**Document excerpt:**
⟨
What looks at first like a temporary dip — perhaps tied to headlines about fewer computer science graduates landing jobs straight out of college — may actually signal a longer-term shift, one that China is embracing far more aggressively. As MIT Technology Review reported last July, Chinese universities have gone all in on AI literacy, framing artificial intelligence not as a disruption but as core infrastructure. Nearly 60% of students and faculty in China now use AI tools several times a day. Institutions such as Zhejiang University have made AI classes compulsory, while elite schools like Tsinghua University have established entirely new interdisciplinary AI colleges. In China, AI fluency is no longer a bonus — it’s a baseline expectation.
Universities in the United States are racing to respond. In the past two years, dozens have introduced AI-focused programs. Massachusetts Institute of Technology says its “AI and decision-making” major has already become the second most popular on campus. According to The New York Times, the University of South Florida enrolled more than 3,000 students this fall in a newly created AI and cybersecurity college. Meanwhile, the University at Buffalo launched an “AI and Society” department offering seven specialized undergraduate degrees and attracted more than 200 applicants before officially opening.
⟩
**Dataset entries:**
⟨
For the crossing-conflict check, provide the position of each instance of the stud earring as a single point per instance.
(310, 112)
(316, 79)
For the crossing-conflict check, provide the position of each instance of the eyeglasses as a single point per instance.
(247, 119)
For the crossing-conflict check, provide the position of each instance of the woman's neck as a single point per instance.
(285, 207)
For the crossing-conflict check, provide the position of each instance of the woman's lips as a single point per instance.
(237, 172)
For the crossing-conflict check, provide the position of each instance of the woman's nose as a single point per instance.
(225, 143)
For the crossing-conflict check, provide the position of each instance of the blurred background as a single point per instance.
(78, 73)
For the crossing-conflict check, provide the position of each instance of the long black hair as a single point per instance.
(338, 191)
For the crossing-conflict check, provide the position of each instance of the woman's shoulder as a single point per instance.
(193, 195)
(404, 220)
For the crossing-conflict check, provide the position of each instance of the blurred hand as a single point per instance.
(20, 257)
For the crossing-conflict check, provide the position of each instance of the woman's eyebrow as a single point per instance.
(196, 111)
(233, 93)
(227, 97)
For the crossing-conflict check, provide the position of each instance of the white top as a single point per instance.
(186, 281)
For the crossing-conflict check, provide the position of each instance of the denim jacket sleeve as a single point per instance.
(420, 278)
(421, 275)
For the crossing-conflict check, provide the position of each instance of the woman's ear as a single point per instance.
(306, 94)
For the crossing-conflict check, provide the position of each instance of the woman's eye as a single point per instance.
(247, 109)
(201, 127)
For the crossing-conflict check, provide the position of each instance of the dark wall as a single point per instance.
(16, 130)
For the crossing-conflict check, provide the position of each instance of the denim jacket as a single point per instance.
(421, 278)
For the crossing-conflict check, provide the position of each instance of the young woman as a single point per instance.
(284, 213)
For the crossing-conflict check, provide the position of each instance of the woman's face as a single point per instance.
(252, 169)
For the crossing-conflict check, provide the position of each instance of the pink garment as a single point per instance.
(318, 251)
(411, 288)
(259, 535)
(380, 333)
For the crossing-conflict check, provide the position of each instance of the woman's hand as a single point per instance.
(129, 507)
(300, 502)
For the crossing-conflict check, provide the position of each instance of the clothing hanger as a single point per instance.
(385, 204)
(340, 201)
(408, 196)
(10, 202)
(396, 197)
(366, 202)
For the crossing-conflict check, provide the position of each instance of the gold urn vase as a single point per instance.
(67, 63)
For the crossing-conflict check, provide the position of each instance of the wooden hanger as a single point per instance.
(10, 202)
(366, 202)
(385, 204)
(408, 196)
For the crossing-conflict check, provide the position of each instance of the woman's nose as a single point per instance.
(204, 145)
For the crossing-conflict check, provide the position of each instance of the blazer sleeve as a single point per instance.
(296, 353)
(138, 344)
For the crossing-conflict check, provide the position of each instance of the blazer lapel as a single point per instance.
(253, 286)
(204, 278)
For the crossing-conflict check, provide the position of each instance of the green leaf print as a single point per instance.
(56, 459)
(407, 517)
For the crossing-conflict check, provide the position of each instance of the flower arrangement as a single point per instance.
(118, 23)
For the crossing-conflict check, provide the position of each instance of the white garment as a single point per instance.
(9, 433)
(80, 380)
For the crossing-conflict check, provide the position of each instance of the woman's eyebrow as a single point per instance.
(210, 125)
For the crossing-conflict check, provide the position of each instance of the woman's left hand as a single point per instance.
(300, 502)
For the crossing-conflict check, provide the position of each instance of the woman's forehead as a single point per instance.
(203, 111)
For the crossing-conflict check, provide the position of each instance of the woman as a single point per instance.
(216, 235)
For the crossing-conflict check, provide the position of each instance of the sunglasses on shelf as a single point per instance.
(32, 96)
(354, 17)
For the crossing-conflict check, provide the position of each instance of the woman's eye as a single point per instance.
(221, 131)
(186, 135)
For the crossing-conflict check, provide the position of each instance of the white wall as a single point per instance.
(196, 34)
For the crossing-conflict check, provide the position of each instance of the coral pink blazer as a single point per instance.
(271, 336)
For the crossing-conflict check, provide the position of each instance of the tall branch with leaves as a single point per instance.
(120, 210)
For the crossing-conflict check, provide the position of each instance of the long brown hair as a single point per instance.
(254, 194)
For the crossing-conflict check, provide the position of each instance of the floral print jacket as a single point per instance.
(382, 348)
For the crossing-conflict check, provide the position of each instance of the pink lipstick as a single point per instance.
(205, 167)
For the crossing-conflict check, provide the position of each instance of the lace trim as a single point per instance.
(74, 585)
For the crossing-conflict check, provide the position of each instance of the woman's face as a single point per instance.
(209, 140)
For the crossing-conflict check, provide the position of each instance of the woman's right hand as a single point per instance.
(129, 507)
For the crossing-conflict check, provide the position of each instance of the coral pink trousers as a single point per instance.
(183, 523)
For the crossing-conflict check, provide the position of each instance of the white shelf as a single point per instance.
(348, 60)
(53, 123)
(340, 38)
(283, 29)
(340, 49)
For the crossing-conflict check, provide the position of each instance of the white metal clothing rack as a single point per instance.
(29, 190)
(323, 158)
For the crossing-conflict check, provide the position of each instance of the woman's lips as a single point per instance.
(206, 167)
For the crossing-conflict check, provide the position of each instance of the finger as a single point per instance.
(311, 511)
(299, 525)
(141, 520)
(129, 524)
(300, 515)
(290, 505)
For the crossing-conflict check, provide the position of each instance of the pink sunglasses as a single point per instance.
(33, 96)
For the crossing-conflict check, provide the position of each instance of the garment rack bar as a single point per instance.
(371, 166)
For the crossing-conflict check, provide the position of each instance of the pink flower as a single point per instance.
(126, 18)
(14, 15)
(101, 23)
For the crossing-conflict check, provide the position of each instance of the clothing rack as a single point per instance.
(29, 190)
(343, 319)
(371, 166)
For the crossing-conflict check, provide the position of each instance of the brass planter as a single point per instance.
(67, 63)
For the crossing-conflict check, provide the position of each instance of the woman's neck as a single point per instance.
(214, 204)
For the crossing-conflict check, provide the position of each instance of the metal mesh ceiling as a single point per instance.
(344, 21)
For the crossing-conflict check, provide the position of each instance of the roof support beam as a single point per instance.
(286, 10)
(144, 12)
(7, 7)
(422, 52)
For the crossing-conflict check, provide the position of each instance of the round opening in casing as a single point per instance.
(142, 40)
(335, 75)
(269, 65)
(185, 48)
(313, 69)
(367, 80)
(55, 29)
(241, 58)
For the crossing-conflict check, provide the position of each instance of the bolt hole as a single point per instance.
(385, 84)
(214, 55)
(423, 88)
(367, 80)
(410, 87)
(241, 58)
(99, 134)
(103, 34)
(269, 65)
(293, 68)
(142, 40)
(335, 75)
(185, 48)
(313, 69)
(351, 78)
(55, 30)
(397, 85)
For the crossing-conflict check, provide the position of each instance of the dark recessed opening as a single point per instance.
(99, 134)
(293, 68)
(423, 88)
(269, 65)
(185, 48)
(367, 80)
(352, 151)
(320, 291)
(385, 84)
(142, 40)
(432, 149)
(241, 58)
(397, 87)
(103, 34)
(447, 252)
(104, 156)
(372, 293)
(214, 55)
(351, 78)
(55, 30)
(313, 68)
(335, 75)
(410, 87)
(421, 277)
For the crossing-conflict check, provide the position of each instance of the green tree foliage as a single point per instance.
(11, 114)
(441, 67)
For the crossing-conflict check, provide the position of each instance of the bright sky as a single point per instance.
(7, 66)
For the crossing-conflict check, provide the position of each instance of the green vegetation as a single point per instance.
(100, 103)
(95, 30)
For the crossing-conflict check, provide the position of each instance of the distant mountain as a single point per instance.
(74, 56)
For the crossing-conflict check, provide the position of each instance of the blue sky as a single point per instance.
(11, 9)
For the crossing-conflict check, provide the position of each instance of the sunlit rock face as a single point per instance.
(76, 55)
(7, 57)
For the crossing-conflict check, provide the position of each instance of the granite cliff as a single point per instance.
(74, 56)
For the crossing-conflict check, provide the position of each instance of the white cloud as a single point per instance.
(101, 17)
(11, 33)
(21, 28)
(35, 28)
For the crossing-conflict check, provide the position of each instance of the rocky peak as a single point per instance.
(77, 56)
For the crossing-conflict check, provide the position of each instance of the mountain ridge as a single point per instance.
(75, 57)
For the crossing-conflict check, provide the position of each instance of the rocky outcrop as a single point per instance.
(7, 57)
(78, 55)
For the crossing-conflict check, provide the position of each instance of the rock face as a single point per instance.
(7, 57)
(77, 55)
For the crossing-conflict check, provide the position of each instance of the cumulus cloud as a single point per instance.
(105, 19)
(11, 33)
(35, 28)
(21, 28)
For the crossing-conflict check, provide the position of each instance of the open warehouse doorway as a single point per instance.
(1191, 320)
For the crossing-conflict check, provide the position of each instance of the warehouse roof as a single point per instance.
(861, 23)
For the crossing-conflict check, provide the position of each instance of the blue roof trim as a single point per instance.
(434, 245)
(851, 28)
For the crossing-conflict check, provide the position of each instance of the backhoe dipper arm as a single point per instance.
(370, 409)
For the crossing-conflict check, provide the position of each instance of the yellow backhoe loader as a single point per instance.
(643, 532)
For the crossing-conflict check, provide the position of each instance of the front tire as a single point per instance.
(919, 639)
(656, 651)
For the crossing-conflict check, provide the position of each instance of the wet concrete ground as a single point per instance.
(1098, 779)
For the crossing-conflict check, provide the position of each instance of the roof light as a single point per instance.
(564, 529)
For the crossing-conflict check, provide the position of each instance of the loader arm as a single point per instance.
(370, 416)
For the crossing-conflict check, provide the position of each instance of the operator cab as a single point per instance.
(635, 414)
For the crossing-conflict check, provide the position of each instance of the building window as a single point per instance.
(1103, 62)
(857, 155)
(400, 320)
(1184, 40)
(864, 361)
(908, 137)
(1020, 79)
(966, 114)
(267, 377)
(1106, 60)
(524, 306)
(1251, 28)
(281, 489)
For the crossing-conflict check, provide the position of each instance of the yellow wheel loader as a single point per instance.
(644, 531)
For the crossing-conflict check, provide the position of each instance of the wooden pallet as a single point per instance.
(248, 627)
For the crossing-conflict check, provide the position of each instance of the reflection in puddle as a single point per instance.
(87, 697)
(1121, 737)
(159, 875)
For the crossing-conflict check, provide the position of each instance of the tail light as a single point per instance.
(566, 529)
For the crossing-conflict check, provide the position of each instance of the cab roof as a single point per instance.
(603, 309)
⟩
**Instructions:**
• a. Rewrite everything from "Universities in the" down to "before officially opening." in the text about AI in universities, substituting "Rochester" for "Buffalo".
• b. According to the text about AI in universities, how many students did the University of South Florida enroll this fall in its newly created AI and cybersecurity college?
This material has no connection to the text about AI in higher education.

**Responses per task:**
• a.
Universities in the United States are racing to respond. In the past two years, dozens have introduced AI-focused programs. Massachusetts Institute of Technology says its “AI and decision-making” major has already become the second most popular on campus. According to The New York Times, the University of South Florida enrolled more than 3,000 students this fall in a newly created AI and cybersecurity college. Meanwhile, the University at Rochester launched an “AI and Society” department offering seven specialized undergraduate degrees and attracted more than 200 applicants before officially opening.

• b. More than 3,000 students.